**ESTRATTO DELLA PAGINA**
Giardini Barrakka

Giardini Barrakka

Gli spazi verdi sono parte integrante della storia di Malta, testimonianza preziosa dell’influenza italiana e inglese nel vissuto dell’isola. Ce ne sono diversi e sono la soluzione ideale per riposare, scattare foto e più in generale per sottrarsi qualche ora al tran tran che scandisce la vita quotidiana in un territorio densamente abitato come quello maltese. I più famosi e visitati sono i “Giardini Barrakka” o, per dirla all’inglese, “Barrakka Gardens”. Il motivo della loro fama è senza dubbio la grande panoramicità con una vista che spazia tra terra e mare quasi senza soluzione di continuità. Sono divisi in due piani: “Lower Barrakka Garden” dove c’è il monumento a Sir Alexander Ball, primo governatore inglese dell’isola; e “Upper Barrakka Garden” dove ci sono diverse installazioni artistiche, tra cui “Les Gavroches” scultura in bronzo dell’artista Antonio Sciortino (1879-1947), nel 2012 ripresa dal governo maltese su una moneta commemorativa emessa in tiratura limitata. Da vedere!

Hypogeum di Hal Saflieni

Hypogeum di Hal Saflieni

Uno dei monumenti preistorici di maggior valore al mondo scoperto per caso nel 1902 durante alcuni lavori di costruzione. L’ipogeo di Hal Saflieni, nella città di Paola a sud dell’isola, è un santuario sotterraneo interamente scavato nella roccia e suddiviso su tre livelli, approssimativamente realizzati tra il 3600 e il 2400 a.C. Nell’Hypogeum, patrimonio dell’Umanità Unesco, è consentito un numero massimo di 80 visitatori al giorno per cui è necessario prenotare la visita guidata con largo anticipo al sito heritagemalta.org. Sul posto, invece, è possibile acquistare i biglietti presso il Centro visitatori dell’Hypogeum a Paola, oppure presso il Museo Nazionale di Archeologia a La Valletta (nella foto “Sleeping Lady” – Dea della Morte e della Rigenerazione rinvenuta nell’Ipogeo e custodita nel Museo di Archeologia).

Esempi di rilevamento
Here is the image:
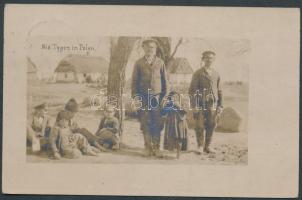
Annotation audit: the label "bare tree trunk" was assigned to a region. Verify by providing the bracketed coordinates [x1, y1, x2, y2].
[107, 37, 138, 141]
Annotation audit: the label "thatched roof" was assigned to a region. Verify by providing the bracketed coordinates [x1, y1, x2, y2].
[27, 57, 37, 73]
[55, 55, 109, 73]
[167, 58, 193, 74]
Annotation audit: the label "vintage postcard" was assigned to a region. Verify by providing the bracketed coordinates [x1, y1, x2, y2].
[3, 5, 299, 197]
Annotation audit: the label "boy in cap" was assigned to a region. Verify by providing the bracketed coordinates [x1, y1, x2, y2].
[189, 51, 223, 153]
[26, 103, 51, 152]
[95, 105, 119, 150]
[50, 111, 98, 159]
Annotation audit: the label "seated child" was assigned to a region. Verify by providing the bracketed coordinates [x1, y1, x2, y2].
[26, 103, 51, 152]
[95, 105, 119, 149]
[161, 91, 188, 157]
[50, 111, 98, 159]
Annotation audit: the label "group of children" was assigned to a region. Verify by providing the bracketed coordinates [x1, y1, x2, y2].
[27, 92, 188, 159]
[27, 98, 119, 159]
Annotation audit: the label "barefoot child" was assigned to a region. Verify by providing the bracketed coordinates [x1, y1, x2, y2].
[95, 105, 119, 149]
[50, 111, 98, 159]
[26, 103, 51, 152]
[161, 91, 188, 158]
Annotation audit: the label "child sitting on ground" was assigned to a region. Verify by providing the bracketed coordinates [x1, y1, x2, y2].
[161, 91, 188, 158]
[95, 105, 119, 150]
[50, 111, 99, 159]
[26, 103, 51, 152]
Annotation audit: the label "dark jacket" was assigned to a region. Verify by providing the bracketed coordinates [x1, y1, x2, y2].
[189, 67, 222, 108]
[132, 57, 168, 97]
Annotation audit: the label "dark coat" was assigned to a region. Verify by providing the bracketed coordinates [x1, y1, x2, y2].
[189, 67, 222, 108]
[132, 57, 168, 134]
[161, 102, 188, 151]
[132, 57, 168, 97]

**ISTRUZIONI DI LAVORO**
Trascrivi fedelmente il passo della pagina sui luoghi da visitare a Malta che si apre con le parole contenenti "Uno dei monumenti" e si chiude con "Museo di Archeologia).". L'elenco non ha alcun ruolo in questo lavoro.

**RISPOSTA AL COMPITO**
Uno dei monumenti preistorici di maggior valore al mondo scoperto per caso nel 1902 durante alcuni lavori di costruzione. L’ipogeo di Hal Saflieni, nella città di Paola a sud dell’isola, è un santuario sotterraneo interamente scavato nella roccia e suddiviso su tre livelli, approssimativamente realizzati tra il 3600 e il 2400 a.C. Nell’Hypogeum, patrimonio dell’Umanità Unesco, è consentito un numero massimo di 80 visitatori al giorno per cui è necessario prenotare la visita guidata con largo anticipo al sito heritagemalta.org. Sul posto, invece, è possibile acquistare i biglietti presso il Centro visitatori dell’Hypogeum a Paola, oppure presso il Museo Nazionale di Archeologia a La Valletta (nella foto “Sleeping Lady” – Dea della Morte e della Rigenerazione rinvenuta nell’Ipogeo e custodita nel Museo di Archeologia).